DATASET ENTRIES:
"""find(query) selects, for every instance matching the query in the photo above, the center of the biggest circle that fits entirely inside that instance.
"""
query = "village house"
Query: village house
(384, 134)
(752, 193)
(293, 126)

WORK REQUIRED:
Every entry above should be retyped exactly as it appears.

ANSWER SPACE:
"""find(query) selects, for every instance matching the query in the photo above, the center of the biggest circle that fits entirely inside that instance.
"""
query = "village house"
Query: village house
(384, 134)
(752, 193)
(293, 126)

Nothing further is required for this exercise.